## ENUNCIADO
Responda às perguntas a seguir com base no trecho sobre as ordenações do reino português, apresentado abaixo.
(a) Quem editava as ordenações destinadas a orientar a vida social e produtiva nas colônias?
(b) O que essas ordenações negavam aos nativos da América e da África?
(c) Quais três proclamações são mencionadas, e em que anos ocorreram?

## TRECHO DO TEXTO
========================

Os setores da sociedade luso-brasileira também declaram sua perplexidade com relação à desigual distribuição de renda entre as classes favorecidas e as classes desfavorecidas, à concentração contínua de renda dos setores favorecidos e à pauperização contínua dos setores desfavorecidos, porém nunca questionaram as discriminações negativas e os conhecimentos preconceituosos contra os nativos da América, da África e da Ásia contidos nas ordenações editadas pelos reis de Portugal para orientar e ordenar a vida social e produtiva nas colônias portuguesas na América e na África. As ordenações do reino português negavam aos nativos da América e da África o acesso à terra, a serviços e a cargos na vida social das colônias. Os setores da sociedade luso-brasileira, na prática cotidiana, nunca se preocuparam em anular tais discriminações e conhecimentos preconceituosos, perpetuando-os nos ordenamentos jurídicos elaborados depois da Proclamação da Independência (1822), da Proclamação da Abolição da Escravatura (1888) e da Proclamação da República (1889). Os setores favorecidos da sociedade brasileira apreciam  fazer proclamações.

========================

## DADOS FORNECIDOS
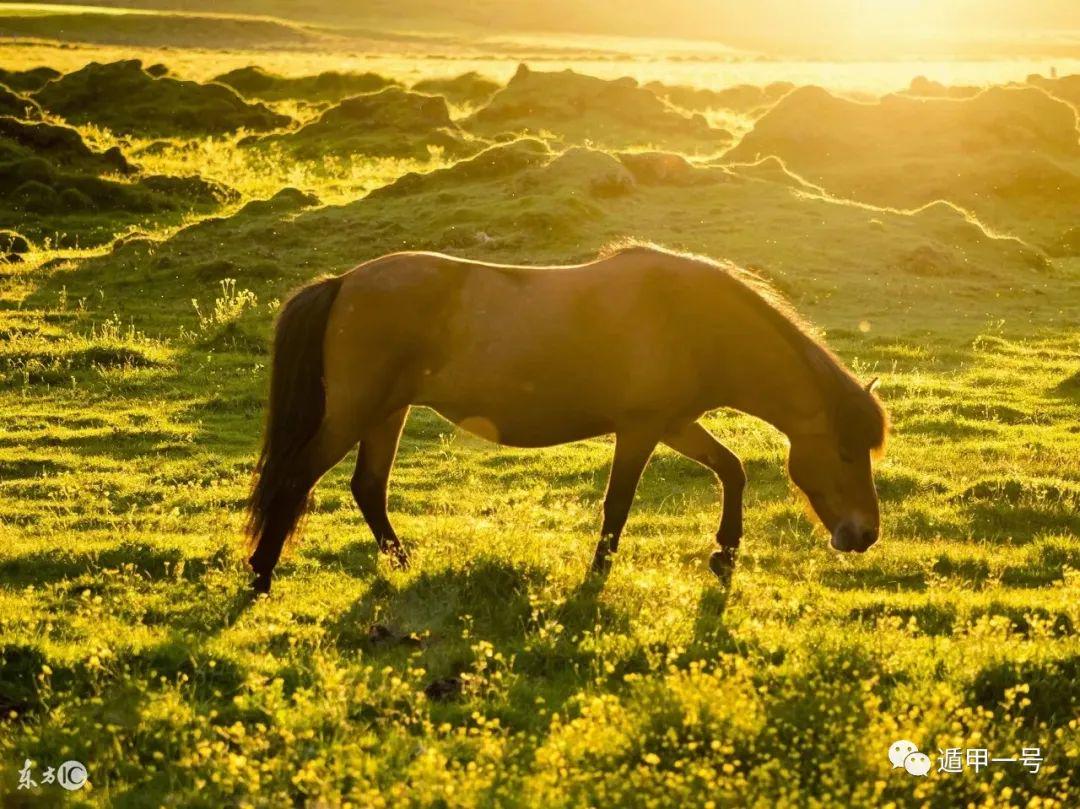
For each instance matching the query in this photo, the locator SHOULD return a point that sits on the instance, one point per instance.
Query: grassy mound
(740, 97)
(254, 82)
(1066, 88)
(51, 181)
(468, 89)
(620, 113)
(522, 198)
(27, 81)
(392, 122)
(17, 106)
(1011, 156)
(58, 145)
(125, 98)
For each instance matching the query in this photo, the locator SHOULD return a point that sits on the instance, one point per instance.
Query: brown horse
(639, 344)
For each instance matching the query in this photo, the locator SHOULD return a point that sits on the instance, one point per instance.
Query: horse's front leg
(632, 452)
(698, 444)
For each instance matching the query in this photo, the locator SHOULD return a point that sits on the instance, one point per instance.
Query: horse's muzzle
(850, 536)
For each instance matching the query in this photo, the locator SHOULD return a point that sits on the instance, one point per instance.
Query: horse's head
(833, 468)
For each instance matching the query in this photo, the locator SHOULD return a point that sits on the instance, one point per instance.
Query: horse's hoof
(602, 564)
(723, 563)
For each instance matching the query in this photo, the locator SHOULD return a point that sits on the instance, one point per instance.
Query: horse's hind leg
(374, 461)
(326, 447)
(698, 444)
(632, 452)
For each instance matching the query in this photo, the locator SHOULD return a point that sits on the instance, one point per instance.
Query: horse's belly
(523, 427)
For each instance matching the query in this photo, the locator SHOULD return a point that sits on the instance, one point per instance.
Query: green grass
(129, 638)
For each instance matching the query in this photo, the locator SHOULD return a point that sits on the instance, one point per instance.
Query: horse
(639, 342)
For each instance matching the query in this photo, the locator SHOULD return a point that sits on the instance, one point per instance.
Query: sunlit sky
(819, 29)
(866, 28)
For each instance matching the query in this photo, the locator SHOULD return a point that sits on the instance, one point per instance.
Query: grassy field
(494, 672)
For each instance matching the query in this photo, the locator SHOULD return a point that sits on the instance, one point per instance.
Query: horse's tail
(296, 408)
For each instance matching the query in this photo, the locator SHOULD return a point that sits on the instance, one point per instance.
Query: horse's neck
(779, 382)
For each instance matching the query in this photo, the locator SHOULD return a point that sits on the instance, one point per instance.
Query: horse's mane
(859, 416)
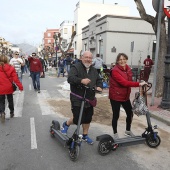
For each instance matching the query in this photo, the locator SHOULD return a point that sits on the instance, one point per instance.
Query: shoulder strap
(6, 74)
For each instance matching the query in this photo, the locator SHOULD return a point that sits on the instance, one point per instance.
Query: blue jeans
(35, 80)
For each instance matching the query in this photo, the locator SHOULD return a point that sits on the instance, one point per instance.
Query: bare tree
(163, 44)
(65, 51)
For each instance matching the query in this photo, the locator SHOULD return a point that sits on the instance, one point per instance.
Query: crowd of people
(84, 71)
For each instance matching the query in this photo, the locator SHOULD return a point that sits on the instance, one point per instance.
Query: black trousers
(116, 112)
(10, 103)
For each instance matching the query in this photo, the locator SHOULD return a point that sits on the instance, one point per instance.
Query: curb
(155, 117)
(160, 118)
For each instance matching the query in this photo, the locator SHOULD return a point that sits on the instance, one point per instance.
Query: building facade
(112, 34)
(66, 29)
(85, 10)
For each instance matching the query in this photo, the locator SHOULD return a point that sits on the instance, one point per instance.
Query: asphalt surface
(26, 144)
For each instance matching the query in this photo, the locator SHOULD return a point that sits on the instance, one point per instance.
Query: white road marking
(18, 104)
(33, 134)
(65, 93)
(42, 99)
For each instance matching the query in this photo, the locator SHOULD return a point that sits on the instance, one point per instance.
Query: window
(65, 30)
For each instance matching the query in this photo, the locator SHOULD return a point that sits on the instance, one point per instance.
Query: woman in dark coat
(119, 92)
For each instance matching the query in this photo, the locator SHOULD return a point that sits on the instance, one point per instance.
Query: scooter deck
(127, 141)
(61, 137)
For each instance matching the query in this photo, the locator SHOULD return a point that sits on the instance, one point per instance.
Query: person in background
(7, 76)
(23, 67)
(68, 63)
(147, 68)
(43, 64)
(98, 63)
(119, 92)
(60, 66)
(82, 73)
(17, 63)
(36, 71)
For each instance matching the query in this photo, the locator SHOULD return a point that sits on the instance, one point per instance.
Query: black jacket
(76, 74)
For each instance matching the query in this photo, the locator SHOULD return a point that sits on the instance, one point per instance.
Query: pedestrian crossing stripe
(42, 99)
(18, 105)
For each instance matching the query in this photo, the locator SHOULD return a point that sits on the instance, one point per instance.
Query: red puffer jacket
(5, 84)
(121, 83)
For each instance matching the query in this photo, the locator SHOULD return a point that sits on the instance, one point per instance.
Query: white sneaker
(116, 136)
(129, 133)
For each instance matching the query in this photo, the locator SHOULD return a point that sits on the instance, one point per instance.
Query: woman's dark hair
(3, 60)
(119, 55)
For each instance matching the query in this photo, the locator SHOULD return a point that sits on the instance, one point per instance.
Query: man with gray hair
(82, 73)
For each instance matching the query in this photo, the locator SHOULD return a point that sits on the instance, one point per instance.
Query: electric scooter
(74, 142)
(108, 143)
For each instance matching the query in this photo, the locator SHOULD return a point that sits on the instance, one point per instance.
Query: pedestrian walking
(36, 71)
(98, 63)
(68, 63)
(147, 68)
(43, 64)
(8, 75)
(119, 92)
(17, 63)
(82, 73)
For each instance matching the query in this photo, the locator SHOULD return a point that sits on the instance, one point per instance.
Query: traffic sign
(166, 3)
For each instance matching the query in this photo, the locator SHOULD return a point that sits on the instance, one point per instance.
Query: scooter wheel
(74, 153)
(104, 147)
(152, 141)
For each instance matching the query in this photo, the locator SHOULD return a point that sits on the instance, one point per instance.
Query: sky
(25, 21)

========================

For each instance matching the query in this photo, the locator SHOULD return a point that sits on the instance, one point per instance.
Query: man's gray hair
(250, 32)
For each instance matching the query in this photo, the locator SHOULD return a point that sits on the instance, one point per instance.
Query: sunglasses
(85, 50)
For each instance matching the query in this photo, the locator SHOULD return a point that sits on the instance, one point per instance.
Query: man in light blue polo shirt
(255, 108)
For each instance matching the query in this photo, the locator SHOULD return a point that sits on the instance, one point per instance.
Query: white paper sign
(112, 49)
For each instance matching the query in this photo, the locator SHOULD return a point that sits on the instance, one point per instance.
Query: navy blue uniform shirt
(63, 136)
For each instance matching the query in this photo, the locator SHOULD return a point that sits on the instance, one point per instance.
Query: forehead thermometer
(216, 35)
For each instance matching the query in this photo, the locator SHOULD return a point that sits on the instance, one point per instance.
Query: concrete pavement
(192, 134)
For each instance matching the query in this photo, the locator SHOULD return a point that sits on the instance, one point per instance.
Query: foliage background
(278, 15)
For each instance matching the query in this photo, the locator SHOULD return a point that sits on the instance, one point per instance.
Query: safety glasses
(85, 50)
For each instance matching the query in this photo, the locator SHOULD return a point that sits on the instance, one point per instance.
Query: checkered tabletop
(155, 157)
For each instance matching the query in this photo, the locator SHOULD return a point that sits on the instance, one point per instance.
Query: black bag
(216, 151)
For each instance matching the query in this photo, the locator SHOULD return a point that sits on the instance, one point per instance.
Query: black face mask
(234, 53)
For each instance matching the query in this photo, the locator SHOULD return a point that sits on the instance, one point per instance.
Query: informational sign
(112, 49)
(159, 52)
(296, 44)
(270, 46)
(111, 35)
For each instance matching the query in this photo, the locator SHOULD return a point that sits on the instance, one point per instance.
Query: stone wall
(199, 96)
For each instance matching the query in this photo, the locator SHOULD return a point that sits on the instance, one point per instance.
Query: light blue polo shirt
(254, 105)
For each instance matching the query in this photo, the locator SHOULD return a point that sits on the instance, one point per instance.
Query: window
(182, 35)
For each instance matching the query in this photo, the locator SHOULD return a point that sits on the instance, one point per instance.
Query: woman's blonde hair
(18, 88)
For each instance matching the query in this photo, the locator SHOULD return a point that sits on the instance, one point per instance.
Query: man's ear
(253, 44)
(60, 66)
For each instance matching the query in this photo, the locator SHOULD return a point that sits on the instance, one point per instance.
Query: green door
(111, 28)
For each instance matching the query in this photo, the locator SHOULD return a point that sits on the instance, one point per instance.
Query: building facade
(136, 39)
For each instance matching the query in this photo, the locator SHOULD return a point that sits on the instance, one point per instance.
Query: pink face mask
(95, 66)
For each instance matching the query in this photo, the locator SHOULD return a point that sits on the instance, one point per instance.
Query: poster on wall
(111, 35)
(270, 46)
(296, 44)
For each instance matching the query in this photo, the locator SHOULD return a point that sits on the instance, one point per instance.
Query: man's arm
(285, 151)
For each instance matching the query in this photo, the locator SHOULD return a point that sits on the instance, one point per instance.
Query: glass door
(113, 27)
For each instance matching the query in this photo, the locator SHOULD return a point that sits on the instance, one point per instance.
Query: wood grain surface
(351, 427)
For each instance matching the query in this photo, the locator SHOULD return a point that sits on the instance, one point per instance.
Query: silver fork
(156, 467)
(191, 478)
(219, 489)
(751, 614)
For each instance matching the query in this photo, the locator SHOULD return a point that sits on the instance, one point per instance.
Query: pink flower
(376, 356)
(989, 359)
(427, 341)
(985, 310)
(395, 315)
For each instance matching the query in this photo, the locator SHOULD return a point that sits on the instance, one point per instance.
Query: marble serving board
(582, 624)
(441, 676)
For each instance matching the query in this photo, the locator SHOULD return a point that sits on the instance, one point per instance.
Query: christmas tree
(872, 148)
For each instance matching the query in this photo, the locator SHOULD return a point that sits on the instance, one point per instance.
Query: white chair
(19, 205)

========================

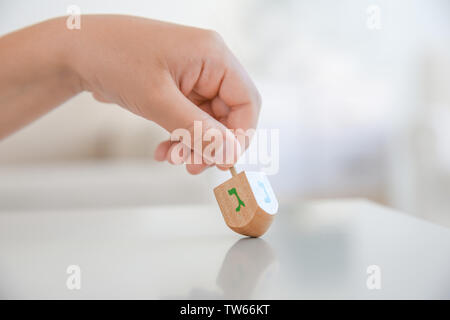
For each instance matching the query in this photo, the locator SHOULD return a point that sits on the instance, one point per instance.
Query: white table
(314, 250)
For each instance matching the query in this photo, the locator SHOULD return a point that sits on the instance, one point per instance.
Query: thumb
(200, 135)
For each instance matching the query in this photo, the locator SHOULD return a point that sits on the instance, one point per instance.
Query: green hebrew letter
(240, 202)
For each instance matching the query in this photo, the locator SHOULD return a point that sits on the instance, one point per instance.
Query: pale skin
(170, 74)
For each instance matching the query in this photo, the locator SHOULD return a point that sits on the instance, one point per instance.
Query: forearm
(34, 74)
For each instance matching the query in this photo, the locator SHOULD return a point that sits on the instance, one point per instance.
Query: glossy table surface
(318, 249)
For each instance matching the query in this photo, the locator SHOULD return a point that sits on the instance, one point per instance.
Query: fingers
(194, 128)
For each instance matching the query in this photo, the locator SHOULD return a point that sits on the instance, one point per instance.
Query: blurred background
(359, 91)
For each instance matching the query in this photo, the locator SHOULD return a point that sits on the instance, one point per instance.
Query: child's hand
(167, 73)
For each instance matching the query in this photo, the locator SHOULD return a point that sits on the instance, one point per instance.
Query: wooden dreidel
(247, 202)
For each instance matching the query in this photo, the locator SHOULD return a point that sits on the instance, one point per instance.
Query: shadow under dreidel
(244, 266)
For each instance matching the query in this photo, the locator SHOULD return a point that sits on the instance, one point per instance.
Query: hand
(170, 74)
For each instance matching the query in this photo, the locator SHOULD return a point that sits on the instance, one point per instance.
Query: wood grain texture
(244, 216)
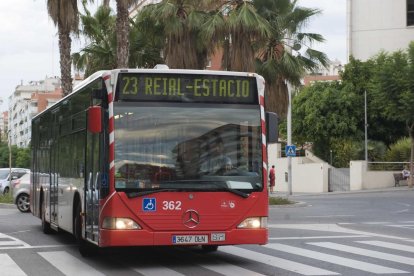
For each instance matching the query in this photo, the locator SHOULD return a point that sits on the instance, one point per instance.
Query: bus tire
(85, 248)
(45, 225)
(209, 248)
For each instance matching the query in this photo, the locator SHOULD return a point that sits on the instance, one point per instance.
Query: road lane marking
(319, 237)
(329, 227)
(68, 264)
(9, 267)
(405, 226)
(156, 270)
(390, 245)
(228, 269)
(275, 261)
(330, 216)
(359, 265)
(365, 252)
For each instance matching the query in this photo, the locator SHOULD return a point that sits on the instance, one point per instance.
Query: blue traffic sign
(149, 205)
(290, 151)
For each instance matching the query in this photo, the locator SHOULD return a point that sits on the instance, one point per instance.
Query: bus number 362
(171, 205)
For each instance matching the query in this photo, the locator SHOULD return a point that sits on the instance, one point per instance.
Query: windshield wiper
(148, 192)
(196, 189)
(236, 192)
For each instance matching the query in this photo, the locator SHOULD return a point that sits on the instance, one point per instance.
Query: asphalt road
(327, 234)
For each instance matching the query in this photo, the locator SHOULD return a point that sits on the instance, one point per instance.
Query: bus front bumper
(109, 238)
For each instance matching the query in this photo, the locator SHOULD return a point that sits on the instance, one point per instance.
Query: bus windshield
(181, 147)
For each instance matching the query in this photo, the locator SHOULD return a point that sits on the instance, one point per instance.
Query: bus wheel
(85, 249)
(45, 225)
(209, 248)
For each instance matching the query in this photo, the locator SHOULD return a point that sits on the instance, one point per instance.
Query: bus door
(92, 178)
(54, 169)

========================

## RESPOSTA
(a) Os reis de Portugal.
(b) O acesso à terra, a serviços e a cargos na vida social das colônias.
(c) A Proclamação da Independência (1822), a Proclamação da Abolição da Escravatura (1888) e a Proclamação da República (1889).